BEGIN GIVEN INFORMATION

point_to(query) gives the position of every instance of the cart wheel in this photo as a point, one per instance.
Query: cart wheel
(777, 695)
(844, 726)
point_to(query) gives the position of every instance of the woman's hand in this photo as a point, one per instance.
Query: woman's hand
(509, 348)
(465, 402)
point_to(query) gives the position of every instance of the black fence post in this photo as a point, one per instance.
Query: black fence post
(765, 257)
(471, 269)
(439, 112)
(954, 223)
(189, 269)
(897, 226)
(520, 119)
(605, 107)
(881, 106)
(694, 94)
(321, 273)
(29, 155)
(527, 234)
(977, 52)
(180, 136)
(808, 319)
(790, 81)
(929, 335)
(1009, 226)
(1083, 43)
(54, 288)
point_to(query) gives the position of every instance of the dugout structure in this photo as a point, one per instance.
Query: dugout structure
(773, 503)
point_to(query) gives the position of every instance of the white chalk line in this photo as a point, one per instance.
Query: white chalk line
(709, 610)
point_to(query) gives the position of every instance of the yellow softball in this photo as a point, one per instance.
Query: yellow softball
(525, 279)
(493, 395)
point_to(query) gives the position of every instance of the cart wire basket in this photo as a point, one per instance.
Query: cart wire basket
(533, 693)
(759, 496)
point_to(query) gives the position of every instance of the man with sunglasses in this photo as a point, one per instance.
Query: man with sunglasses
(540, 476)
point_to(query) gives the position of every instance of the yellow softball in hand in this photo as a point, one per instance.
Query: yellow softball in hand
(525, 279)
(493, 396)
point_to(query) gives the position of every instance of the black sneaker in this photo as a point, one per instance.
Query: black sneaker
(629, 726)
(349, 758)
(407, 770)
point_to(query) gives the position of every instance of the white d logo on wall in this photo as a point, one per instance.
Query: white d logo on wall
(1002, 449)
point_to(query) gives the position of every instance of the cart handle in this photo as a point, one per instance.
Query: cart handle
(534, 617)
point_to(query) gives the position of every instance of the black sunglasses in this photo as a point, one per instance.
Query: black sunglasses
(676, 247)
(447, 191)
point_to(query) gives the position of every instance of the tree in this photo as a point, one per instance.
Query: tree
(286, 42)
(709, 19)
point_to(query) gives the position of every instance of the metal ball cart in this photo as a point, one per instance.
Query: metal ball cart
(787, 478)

END GIVEN INFORMATION

__WORK TO COMPLETE__: Would you mind giving all the records again exactly?

__ANSWER SECTION__:
point_to(query) gives the position of every instance of the cart wheel in this photo as a point, one per instance.
Query: cart wheel
(777, 695)
(844, 726)
point_to(query) gives the position of every instance of the woman's hand in this photo as a point, one per instance.
Query: woman's hand
(509, 348)
(465, 402)
point_to(query) gives the position of every instance of the black fence post in this photo as a point, one per instance.
Query: black fence post
(765, 257)
(471, 269)
(439, 112)
(954, 223)
(189, 269)
(897, 226)
(520, 119)
(605, 107)
(881, 106)
(694, 94)
(321, 273)
(29, 155)
(527, 234)
(977, 52)
(180, 136)
(808, 319)
(790, 81)
(929, 335)
(1009, 226)
(1083, 43)
(54, 288)
point_to(query) gives the position of every instance of the dugout structure in this photo as a point, one per instance.
Query: dugout structure
(773, 503)
point_to(query) gives the position of every instance of the white chalk line in this photo as a point, one per instance.
Query: white chalk line
(709, 610)
point_to(query) gives the position of every instance of the yellow softball in this photo as a point, one per instance.
Query: yellow softball
(525, 279)
(493, 395)
point_to(query) gives the position of every instance of the cart wire basket in this photo as a point, one per instance.
Query: cart wire basket
(533, 693)
(759, 496)
point_to(query) gives the position of every instance of the man with sunglasses in this photo as a point, one per instance.
Query: man with sunglasses
(540, 476)
point_to(query) gives the position of every instance of the yellow softball in hand in this photo as a point, one per instance.
Query: yellow softball in hand
(525, 279)
(493, 396)
point_to(query) gives the position of every instance of the black sneaker in this photo as a point, one per instance.
Query: black sneaker
(629, 726)
(349, 758)
(407, 770)
point_to(query) gives the position of every instance of the white d logo on wall in this photo as a point, one per instance.
Query: white d logo on wall
(1002, 449)
point_to(query) gives the position of every instance of the cart handle in this photo as a point, one per instance.
Query: cart handle
(534, 617)
point_to(query) gives the position of every instance of the black sunglasses in this photo as a point, one per instance.
Query: black sunglasses
(676, 247)
(447, 191)
point_to(query) gives the position of every instance of the tree in this photo as a point, one per instance.
Query: tree
(286, 42)
(709, 19)
point_to(query) gives the position of every instance of the metal ball cart in this photo as a point, one per instance.
Query: metal ball cart
(787, 478)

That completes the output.